• _EXTRACTED TEXT_
##########

User-defined operators in Lakeflow Designer

Preview

Lakeflow Designer lets you create user-defined operators that appear directly in the canvas alongside built-in operators. Use them to extend Lakeflow Designer with your own business logic, calculations, or integrations.

There are three types of user-defined operators:

python-run-function: A standalone YAML file with inline Python stored in the workspace. Best for DataFrame-level transformations and external integrations. Permissions are managed at the workspace file level.
uc-udf: Wraps a Unity Catalog scalar function. Best for column-level transformations. Access is governed by Unity Catalog permissions.
uc-udtf: Wraps a Unity Catalog table-valued function. Best for table-level transforms like ML clustering and aggregation. Access is governed by Unity Catalog permissions.

Feature	`python-run-function`	`uc-udf`	`uc-udtf`
Example use case	DataFrame transforms, API integrations, email notifications	Column-level calculations (BMI, interest rates)	ML clustering, aggregation across rows
Input	DataFrames	Single values	Entire table, row by row
Output	DataFrames	Single value	Table (multiple rows)
Requires Unity Catalog function	No	Yes	Yes
Access governance	Workspace file permissions	Unity Catalog permissions (`EXECUTE`, `USE SCHEMA`)	Unity Catalog permissions (`EXECUTE`, `USE SCHEMA`)
Supported languages	Python only	SQL or Python in a SQL wrapper	SQL or Python in a SQL wrapper

How do user-defined operators work?

A user-defined operator consists of:

Operator logic: The code that runs when the operator executes. This can be an inline Python run() function (for python-run-function) or a Unity Catalog function (for uc-udf and uc-udtf).
YAML configuration: Tells Lakeflow Designer how to present the operator in the UI, including the operator's name, description, input parameters, UI widgets, and ports. All operator types use the user-defined-operator-v0.1.0 schema.
Registration file: An entry in .user_defined_operators.yaml that lets Lakeflow Designer discover the operator.

Operator logic

Python run function user-defined operator logic

Every python-run-function operator must define a run() function:

Python
def run(config: Dict[str, Any], inputs: Dict[str, Any], spark) -> Dict[str, Any]:

config: User-configured values from the UI, keyed by property name.

##########

• _WHAT IS ASKED_
a - On the Lakeflow Designer page, which schema do all operator types use?
b - From the Lakeflow Designer page, repeat the passage starting with "uc-udtf: Wraps a" and going on through "aggregation. Access is governed by Unity Catalog permissions.".
c - According to the Lakeflow Designer page, why does a user-defined operator need an entry in .user_defined_operators.yaml? Answer in one to three sentences.

• _ENTRIES SHOWN_
##########

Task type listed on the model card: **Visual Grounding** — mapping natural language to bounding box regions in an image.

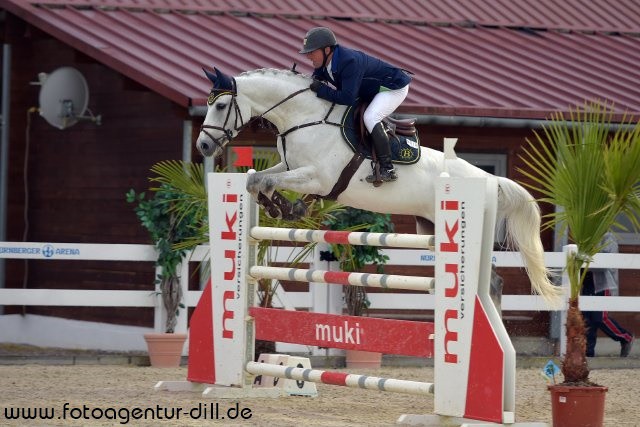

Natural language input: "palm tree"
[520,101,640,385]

##########

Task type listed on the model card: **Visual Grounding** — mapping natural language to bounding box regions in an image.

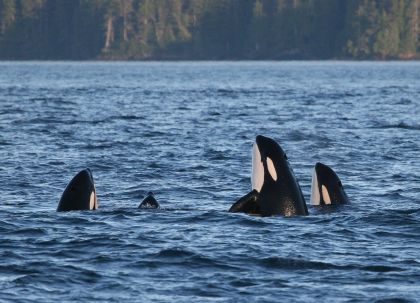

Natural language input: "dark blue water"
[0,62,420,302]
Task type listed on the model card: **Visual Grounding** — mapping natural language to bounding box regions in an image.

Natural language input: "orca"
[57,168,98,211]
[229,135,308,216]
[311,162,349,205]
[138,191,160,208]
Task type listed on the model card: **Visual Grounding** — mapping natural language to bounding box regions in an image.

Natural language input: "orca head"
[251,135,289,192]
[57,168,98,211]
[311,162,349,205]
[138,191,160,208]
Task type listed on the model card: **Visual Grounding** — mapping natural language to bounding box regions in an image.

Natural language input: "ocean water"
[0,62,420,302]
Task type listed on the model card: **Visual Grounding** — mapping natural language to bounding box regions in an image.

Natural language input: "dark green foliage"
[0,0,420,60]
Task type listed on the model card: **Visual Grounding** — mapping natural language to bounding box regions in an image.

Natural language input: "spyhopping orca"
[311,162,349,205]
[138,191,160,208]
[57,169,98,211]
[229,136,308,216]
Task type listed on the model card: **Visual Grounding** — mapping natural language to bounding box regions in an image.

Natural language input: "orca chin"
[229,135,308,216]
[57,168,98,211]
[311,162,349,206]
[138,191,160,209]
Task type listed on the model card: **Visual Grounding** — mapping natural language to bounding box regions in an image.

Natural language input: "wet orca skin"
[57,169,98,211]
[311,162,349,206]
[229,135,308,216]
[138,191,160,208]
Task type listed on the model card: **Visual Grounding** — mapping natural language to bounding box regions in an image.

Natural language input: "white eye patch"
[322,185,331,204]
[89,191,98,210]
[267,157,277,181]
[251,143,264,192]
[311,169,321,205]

##########

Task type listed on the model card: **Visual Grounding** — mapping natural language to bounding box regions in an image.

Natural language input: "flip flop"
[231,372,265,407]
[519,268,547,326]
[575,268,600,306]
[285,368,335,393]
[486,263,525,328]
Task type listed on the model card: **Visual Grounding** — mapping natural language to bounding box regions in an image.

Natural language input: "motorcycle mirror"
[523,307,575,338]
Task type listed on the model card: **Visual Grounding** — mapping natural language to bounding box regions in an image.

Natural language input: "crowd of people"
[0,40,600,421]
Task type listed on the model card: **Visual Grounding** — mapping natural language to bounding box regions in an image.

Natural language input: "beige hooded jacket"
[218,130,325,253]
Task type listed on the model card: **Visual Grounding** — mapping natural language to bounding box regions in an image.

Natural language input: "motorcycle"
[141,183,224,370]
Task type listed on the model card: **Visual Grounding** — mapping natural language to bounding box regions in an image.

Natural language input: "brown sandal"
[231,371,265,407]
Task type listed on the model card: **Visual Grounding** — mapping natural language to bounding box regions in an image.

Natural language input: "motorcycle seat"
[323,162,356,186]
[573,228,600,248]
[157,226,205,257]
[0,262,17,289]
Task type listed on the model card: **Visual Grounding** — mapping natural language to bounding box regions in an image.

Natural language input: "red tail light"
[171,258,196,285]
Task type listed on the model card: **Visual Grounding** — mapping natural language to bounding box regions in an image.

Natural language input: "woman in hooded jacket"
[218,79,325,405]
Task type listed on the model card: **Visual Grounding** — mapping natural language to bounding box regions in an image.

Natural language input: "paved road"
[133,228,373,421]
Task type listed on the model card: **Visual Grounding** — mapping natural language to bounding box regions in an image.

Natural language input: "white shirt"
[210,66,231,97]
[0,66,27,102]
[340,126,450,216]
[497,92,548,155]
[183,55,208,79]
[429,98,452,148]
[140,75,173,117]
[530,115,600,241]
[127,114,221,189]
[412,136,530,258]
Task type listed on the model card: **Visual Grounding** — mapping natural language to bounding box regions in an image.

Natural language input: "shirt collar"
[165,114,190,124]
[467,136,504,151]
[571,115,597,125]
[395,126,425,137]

##########

• _EXERCISE RESPONSES_
a - The user-defined-operator-v0.1.0 schema.

b -
uc-udtf: Wraps a Unity Catalog table-valued function. Best for table-level transforms like ML clustering and aggregation. Access is governed by Unity Catalog permissions.

c - The entry in .user_defined_operators.yaml is the registration file. It is what lets Lakeflow Designer discover the operator.